▶ 指示 A:
以下の下請法の解説によると、下請法の正式な法律名は何か。

▶ 抜粋文:
───
見出し画像

下請法_~下請けいじめはダメ!_No1

下請法という法律があるがご存じかな?
この法律は下請事業者の利益を保護するための法律として設けられているんだ。
公正取引委員会の仕事として、下請事業者と親事業者との関係や契約状況を調査しているという。
No1では、この下請法をちょっと解説するね。


|下請法とは

下請法は、正式な法律名は「下請代金支払遅延等防止法」といい、下請代金の支払遅延等を防止することによつて,下請取引の公正化を図り下請事業者の利益を保護するための法律なのだ。
そのため「下請代金法」などとも称される。

下請法の対象となる下請取引というのは
①取引の内容
②事業者の資本金(出資金を含む)
の両面から定められているのだ。

規制対象となる取引の発注者(親事業者)を資本金区分(資本金の額又は出資の総額)により「優越的地位にある」ものとして取り扱い、下請取引に係る親事業者の不当な行為を、より迅速かつ効果的に規制することをねらいとしている。

そのため、下請法に違反している親事業者に対しては、公正取引委員会から勧告・指導が行われることになる。

|取引の内容

下請法の規制対象となる取引は、その委託される内容によって条件が定められている。
大別して次の4つの取引内容とされ、適用対象となる取引は多岐にわたるが概要は以下のとおり。

① 製造委託
物品を販売し、または物品の製造を請け負っている事業者が、規格、品質、形状、デザインなどを指定して、他の事業者に物品の製造や加工などを委託することをいう。
この「物品」は動産のことを意味し、家屋などの不動産は対象に含まれない。

② 修理委託
物品の修理を請け負っている事業者が、その修理を他の事業者に委託したり、自社で使用する物品を自社で修理している場合に、その修理の一部を他の事業者に委託することなどをいう。

③ 情報成果物作成委託
ソフトウェア、映像コンテンツ、各種デザインなどの情報成果物の提供や作成を行う事業者が、他の事業者にその作成作業を委託することをいう。
情報成果物の代表的な例としてはプログラムなどがあり、物品の付属品•内蔵部品、物品の設計・デザインに係わる作成物全般を含んでいる。

④ 役務提供委託
他者から運送やビルメンテナンスなどの各種サービス(役務)の提供を請け負った事業者が、請け負った役務の提供を他の事業者に委託することをいう。
ただし、建設業法に規定される建設業を営む事業者が請け負う建設工事は、下請法の対象ではない。

|親事業者の義務

下請取引の公正化及び下請事業者の利益保護のため,親事業者には次の4つの義務が課されている。
※親事業者の義務(第2条の2,第3条,第4条の2,第5条)

詳しくはこちらで確認を ↓

|親事業者の禁止行為

親事業者には次の11項目の禁止事項が課せられている。
───
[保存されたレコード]
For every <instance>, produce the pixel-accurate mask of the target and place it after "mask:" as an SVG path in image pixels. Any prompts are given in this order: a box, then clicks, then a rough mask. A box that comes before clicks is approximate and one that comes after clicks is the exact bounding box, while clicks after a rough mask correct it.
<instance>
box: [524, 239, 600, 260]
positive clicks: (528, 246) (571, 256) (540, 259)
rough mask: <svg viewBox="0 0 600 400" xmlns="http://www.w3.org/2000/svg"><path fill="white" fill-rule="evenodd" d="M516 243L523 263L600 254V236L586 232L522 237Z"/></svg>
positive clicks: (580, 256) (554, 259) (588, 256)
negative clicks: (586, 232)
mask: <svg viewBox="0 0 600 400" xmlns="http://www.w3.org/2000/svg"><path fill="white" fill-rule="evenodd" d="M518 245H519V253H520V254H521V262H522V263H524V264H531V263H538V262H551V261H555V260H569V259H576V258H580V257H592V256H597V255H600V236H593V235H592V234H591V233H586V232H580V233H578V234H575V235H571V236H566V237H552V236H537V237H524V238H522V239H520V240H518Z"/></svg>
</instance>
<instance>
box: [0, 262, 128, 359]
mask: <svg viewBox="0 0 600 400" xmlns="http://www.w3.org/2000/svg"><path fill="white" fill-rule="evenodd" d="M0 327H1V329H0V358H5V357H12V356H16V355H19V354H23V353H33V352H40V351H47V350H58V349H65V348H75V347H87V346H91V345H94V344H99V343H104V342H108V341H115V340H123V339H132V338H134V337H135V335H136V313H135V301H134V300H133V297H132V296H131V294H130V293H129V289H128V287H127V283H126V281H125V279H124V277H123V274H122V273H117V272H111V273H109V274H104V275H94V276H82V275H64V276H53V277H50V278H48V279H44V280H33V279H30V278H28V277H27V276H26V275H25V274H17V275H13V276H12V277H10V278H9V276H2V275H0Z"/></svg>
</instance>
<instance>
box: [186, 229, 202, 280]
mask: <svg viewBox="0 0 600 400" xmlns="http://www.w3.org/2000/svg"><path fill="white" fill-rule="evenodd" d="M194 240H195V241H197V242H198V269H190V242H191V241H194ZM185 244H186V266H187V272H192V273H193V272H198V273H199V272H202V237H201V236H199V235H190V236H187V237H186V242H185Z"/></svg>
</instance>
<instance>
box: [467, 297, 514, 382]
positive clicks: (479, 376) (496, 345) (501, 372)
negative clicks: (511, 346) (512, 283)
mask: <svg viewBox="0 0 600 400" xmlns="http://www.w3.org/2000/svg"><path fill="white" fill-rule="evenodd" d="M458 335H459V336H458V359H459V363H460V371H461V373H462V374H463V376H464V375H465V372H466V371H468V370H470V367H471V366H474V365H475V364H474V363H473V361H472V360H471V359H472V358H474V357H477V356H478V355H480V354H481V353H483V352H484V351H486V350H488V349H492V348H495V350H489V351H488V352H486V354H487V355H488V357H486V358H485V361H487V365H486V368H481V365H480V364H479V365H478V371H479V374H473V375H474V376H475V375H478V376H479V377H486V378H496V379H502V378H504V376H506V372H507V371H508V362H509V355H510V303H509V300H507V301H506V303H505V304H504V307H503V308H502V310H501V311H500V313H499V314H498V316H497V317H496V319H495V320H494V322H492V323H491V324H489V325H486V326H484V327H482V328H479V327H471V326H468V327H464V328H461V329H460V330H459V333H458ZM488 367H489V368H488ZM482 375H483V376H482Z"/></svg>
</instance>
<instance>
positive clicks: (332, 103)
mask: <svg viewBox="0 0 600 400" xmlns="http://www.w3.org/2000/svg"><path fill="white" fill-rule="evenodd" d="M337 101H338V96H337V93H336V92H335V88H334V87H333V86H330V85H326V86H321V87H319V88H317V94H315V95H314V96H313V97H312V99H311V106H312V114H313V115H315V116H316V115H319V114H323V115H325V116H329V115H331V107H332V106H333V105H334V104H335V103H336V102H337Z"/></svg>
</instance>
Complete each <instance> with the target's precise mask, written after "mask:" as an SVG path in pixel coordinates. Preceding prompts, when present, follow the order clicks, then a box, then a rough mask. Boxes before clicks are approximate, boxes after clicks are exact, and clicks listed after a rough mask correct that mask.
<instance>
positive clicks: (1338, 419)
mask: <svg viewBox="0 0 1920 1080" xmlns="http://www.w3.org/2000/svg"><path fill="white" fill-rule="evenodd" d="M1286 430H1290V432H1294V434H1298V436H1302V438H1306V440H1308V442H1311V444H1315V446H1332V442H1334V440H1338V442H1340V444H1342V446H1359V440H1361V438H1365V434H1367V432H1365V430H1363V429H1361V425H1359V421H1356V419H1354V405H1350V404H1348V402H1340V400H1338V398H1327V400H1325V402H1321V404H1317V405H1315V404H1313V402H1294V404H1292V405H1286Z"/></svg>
───
▶ 指示 B:
レコードの先頭から「positive clicks: (528, 246)」を含む行までの範囲を、「<instance>」を「<item>」に置き換えて書き出してください。それ以外は一切変えず、その範囲だけを示すこと。

▶ 回答 A:
下請代金支払遅延等防止法

▶ 回答 B:
For every <item>, produce the pixel-accurate mask of the target and place it after "mask:" as an SVG path in image pixels. Any prompts are given in this order: a box, then clicks, then a rough mask. A box that comes before clicks is approximate and one that comes after clicks is the exact bounding box, while clicks after a rough mask correct it.
<item>
box: [524, 239, 600, 260]
positive clicks: (528, 246) (571, 256) (540, 259)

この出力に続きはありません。